[Region pointing data]
⁂
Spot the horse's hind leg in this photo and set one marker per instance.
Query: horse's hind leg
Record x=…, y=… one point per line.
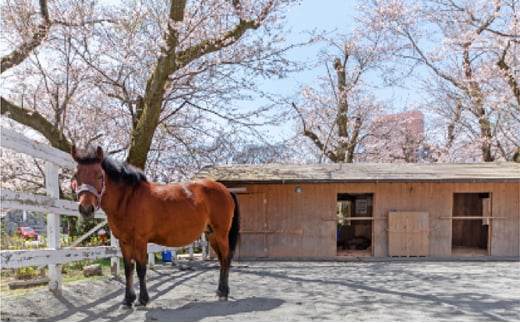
x=224, y=257
x=143, y=292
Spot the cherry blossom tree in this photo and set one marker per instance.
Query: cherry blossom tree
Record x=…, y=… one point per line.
x=336, y=115
x=465, y=54
x=150, y=80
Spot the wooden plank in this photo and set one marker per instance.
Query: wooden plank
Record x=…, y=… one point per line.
x=418, y=234
x=22, y=144
x=40, y=203
x=252, y=211
x=52, y=187
x=397, y=244
x=39, y=257
x=408, y=234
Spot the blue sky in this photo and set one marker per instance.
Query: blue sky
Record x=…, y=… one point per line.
x=332, y=17
x=327, y=16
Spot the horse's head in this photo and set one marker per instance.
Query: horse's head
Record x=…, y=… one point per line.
x=89, y=183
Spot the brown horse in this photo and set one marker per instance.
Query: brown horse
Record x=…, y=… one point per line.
x=139, y=212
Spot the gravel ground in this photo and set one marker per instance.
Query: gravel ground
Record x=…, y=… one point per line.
x=396, y=290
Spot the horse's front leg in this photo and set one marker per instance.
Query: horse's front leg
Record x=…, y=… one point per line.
x=129, y=287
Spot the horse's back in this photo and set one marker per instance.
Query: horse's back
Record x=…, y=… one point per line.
x=184, y=210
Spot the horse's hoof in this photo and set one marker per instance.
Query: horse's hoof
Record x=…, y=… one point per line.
x=222, y=298
x=139, y=306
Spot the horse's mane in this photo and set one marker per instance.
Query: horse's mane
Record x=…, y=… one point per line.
x=122, y=172
x=117, y=171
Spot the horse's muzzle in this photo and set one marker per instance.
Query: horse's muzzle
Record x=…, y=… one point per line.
x=87, y=212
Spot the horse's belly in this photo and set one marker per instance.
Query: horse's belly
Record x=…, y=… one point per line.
x=178, y=238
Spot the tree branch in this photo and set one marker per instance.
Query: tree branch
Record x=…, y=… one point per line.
x=36, y=121
x=22, y=52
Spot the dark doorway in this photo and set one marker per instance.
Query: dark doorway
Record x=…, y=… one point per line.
x=354, y=229
x=470, y=226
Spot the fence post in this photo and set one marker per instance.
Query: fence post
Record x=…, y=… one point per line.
x=53, y=226
x=114, y=261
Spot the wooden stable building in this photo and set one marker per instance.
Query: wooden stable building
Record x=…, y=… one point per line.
x=375, y=210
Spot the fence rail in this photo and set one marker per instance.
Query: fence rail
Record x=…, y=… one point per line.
x=54, y=207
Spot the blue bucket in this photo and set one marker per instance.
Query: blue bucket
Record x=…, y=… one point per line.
x=167, y=256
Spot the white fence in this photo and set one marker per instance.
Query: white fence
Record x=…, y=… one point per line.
x=54, y=207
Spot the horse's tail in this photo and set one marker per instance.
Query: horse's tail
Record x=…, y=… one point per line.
x=234, y=232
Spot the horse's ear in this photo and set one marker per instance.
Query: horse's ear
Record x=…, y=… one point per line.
x=99, y=154
x=73, y=152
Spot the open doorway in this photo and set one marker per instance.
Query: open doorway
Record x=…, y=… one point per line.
x=354, y=229
x=470, y=226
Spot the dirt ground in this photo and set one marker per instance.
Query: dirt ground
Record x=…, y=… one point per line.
x=293, y=291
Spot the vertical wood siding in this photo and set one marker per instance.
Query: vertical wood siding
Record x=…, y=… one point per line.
x=282, y=223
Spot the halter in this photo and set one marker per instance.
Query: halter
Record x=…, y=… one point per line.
x=91, y=189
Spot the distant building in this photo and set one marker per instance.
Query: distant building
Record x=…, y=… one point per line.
x=396, y=138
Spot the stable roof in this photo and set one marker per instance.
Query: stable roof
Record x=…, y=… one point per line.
x=383, y=172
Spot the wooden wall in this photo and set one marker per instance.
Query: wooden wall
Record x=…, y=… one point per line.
x=282, y=221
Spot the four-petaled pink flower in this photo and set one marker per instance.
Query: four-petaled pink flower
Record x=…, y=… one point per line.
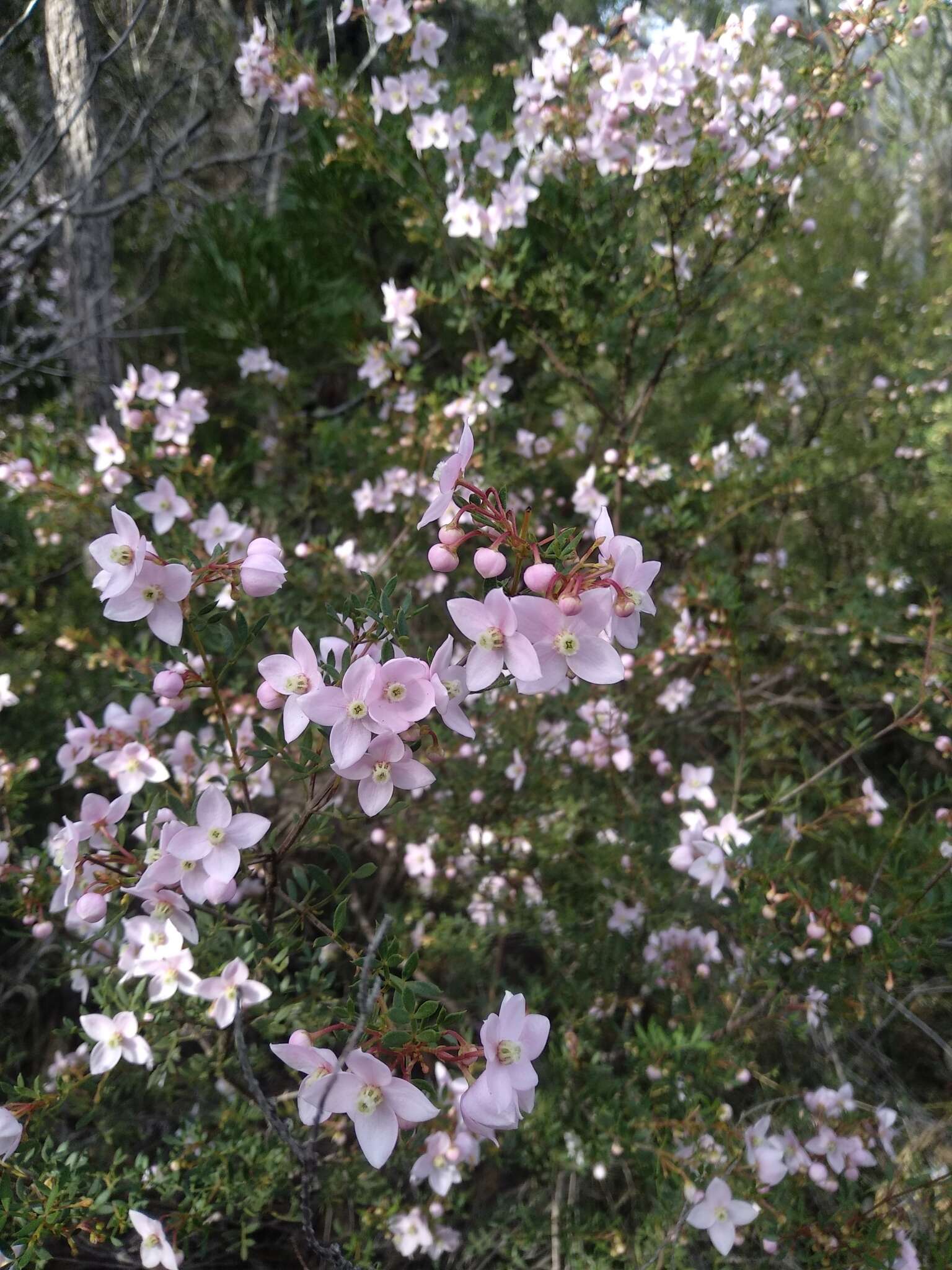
x=402, y=694
x=115, y=1039
x=155, y=1249
x=229, y=990
x=293, y=677
x=316, y=1064
x=131, y=768
x=377, y=1101
x=164, y=505
x=447, y=474
x=565, y=643
x=346, y=711
x=218, y=530
x=720, y=1214
x=120, y=557
x=156, y=595
x=387, y=763
x=493, y=625
x=219, y=836
x=507, y=1090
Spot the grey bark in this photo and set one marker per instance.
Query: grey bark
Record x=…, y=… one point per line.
x=87, y=241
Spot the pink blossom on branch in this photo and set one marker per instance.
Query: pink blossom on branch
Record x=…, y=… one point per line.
x=493, y=625
x=230, y=990
x=376, y=1101
x=385, y=766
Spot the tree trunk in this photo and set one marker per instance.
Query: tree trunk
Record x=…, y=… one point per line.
x=88, y=244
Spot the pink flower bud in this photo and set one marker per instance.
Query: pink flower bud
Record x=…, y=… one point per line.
x=168, y=683
x=262, y=571
x=268, y=699
x=539, y=577
x=90, y=907
x=489, y=563
x=442, y=559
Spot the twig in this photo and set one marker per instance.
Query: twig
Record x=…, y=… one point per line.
x=263, y=1101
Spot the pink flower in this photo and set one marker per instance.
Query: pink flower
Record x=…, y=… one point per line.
x=164, y=505
x=131, y=768
x=377, y=1103
x=216, y=530
x=450, y=689
x=293, y=677
x=439, y=1163
x=447, y=474
x=484, y=1114
x=159, y=385
x=565, y=643
x=98, y=815
x=219, y=836
x=318, y=1064
x=511, y=1041
x=120, y=557
x=229, y=990
x=493, y=625
x=402, y=694
x=116, y=1038
x=346, y=711
x=387, y=763
x=720, y=1214
x=262, y=571
x=156, y=595
x=155, y=1249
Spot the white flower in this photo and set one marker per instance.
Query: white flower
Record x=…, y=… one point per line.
x=116, y=1038
x=7, y=698
x=155, y=1250
x=719, y=1213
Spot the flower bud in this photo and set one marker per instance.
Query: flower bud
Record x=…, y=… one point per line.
x=92, y=907
x=442, y=559
x=262, y=571
x=539, y=577
x=268, y=699
x=489, y=563
x=168, y=683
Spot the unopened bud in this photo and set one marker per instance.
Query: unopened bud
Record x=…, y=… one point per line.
x=168, y=683
x=442, y=559
x=489, y=563
x=539, y=577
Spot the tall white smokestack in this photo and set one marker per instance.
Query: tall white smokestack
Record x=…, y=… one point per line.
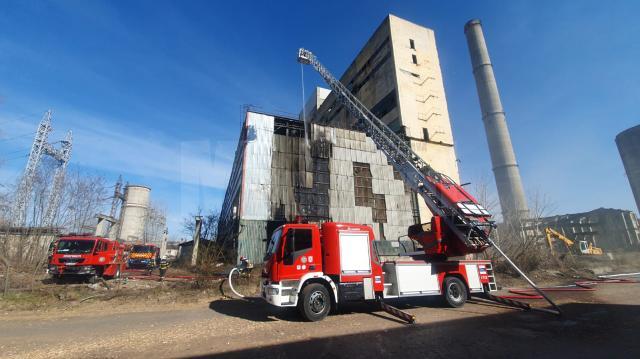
⁂
Return the data exactly. Do not carry over any images.

Spot the horse's hind leg in this photo and set one marker per instance.
Query: horse's hind leg
Record x=…, y=… one point per line.
x=224, y=257
x=143, y=292
Spot the cherry blossom tree in this photo and set one marker per instance.
Query: cherry blossom tree
Record x=…, y=… one point per line.
x=336, y=115
x=465, y=54
x=150, y=80
Spot the wooden plank in this photo and set one marker per instance.
Query: wooden plank
Record x=…, y=… one point per line.
x=418, y=234
x=22, y=144
x=40, y=203
x=252, y=211
x=52, y=187
x=397, y=244
x=39, y=257
x=408, y=234
Spot the blue sky in this photo and set one marker per instance.
Query: blue sky
Record x=…, y=… one point per line.
x=332, y=17
x=327, y=16
Spot the horse's head in this photo and set one marker per instance.
Query: horse's head
Record x=…, y=… one point per line.
x=89, y=183
Spot the brown horse in this photo and set one marker per instance.
Query: brown horse
Record x=…, y=… one point per line.
x=139, y=212
Spot the gravel ground in this photo and set one marker per instance.
Query: gravel ground
Record x=…, y=… one point per line.
x=396, y=290
Spot the horse's front leg in this photo and set one marker per instance.
Query: horse's front leg
Record x=…, y=… one point per line.
x=129, y=287
Spot the horse's back in this photo and set one marker per instance.
Query: horse's back
Record x=…, y=… one point per line.
x=184, y=210
Spot the horse's hoof in this photo and set one marker per instance.
Query: horse's hoof
Record x=…, y=… one point per line.
x=222, y=298
x=139, y=306
Spot the horse's mane in this photo and set one marker per instance.
Query: horse's mane
Record x=…, y=… one point per line.
x=122, y=172
x=117, y=171
Spot the horse's muzzle in this photo and set one marker per instance.
Query: horse's muzzle
Record x=…, y=… one point per line.
x=87, y=212
Spot the horse's belly in this photo and set one marker per instance.
Query: horse's belly
Record x=…, y=… one point per line.
x=178, y=238
Spot the tree branch in this photo and set one marker per instance.
Query: tree branch
Record x=…, y=… one point per line.
x=36, y=121
x=22, y=52
Spot the dark doorway in this photo and set one marker per instance.
Query: dark doorway
Record x=…, y=… one point per line.
x=354, y=229
x=470, y=226
Spot the fence post in this photo and set one marker per instance.
Query: fence post
Record x=…, y=… one point per line.
x=53, y=226
x=114, y=261
Spot the wooden stable building in this photo and set one marker per instance.
Query: wooden stable building
Record x=…, y=… one point per line.
x=375, y=210
Spot the fence rail in this photo and set one marker per instance.
Query: fence rail
Record x=…, y=… one point per line.
x=54, y=207
Spot the blue bucket in this photo and set one marker per instance.
Query: blue bucket
Record x=…, y=… one point per line.
x=167, y=256
Spot the white fence in this photo and set one marker per instance.
Query: white fence
Record x=…, y=… one point per line.
x=54, y=207
Spot the horse's tail in this photo and set one marker per instance.
Query: horse's tail
Record x=…, y=… one point per line.
x=234, y=232
Spot the horse's ear in this photo and set one marker per instance.
Query: horse's ear
Record x=…, y=… one point per line.
x=99, y=154
x=73, y=152
Spot the open doorway in this photo and set one marker per instance.
Query: open doorway
Record x=…, y=… one point per line.
x=354, y=229
x=470, y=226
Spot the dirt ground in this photo and set one marker per instance.
Query: dirt ground
Record x=…, y=… one point per line.
x=293, y=291
Spot the vertical wood siding in this photo and set one marker per instance.
Query: vertical wood siding
Record x=…, y=… one point per line.
x=282, y=223
Spot the halter in this photo and set one marker per instance.
Query: halter
Record x=…, y=… one point per line.
x=91, y=189
Spot the distant building in this photo and set one marker per instance.
Query: distant building
Record x=…, y=… one point per line.
x=396, y=138
Spot the stable roof in this photo and set one marker per instance.
Query: stable roof
Record x=…, y=… one point per line.
x=383, y=172
Spot the wooden wall in this photo and set one marker per instance.
Query: wooden wall
Record x=…, y=… one point per line.
x=282, y=221
Spot the four-petaled pink flower in this photo and set one marker per instance.
Query: four-petaled pink flower
Record x=…, y=… one point per line.
x=402, y=694
x=115, y=1039
x=155, y=1249
x=229, y=990
x=293, y=677
x=316, y=1064
x=131, y=768
x=377, y=1101
x=164, y=505
x=447, y=474
x=565, y=643
x=346, y=711
x=218, y=530
x=720, y=1214
x=120, y=557
x=156, y=595
x=387, y=763
x=493, y=625
x=219, y=836
x=507, y=1090
Spot the grey bark in this photo and set one marker per instance.
Query: grey bark
Record x=…, y=… one point per line.
x=87, y=241
Spot the pink blossom on branch in this photo and set one marker per instance.
Query: pink blossom on branch
Record x=…, y=… one point per line.
x=493, y=625
x=230, y=990
x=376, y=1101
x=385, y=766
Spot the tree trunk in this photo and set one marker per instance.
Query: tree trunk
Record x=…, y=… one point per line.
x=88, y=244
Spot the pink flower bud in this photo and set one marker per instance.
Query: pink flower bud
Record x=…, y=… one point per line.
x=168, y=683
x=262, y=571
x=268, y=699
x=539, y=577
x=90, y=907
x=489, y=563
x=442, y=559
Spot the twig in this photo and set one marker per instance.
Query: twig
Record x=…, y=… one point per line.
x=263, y=1101
Spot the pink flower in this photo and set one marker per instance.
Query: pink flower
Record x=…, y=… one point per line.
x=164, y=505
x=131, y=768
x=377, y=1103
x=216, y=530
x=450, y=689
x=293, y=677
x=439, y=1163
x=447, y=474
x=484, y=1114
x=159, y=385
x=565, y=643
x=98, y=815
x=219, y=836
x=318, y=1064
x=511, y=1041
x=120, y=557
x=229, y=990
x=493, y=625
x=402, y=694
x=116, y=1038
x=346, y=711
x=387, y=763
x=720, y=1214
x=262, y=571
x=156, y=595
x=155, y=1249
Spot the white flower in this photo and set one marker per instance.
Query: white flower
Record x=…, y=… one point per line.
x=116, y=1038
x=7, y=698
x=155, y=1250
x=719, y=1213
Spot the flower bud in this photo and set one marker per instance.
Query: flower bud
Record x=…, y=… one point per line.
x=92, y=907
x=442, y=559
x=262, y=571
x=539, y=577
x=268, y=699
x=489, y=563
x=168, y=683
Spot the unopened bud in this photo and set one marker per instance.
Query: unopened bud
Record x=…, y=… one point per line.
x=168, y=683
x=442, y=559
x=489, y=563
x=539, y=577
Spot the tall white smokestack in this photo and set one marker per instance.
Query: tall white smokestack
Record x=…, y=… one point per line.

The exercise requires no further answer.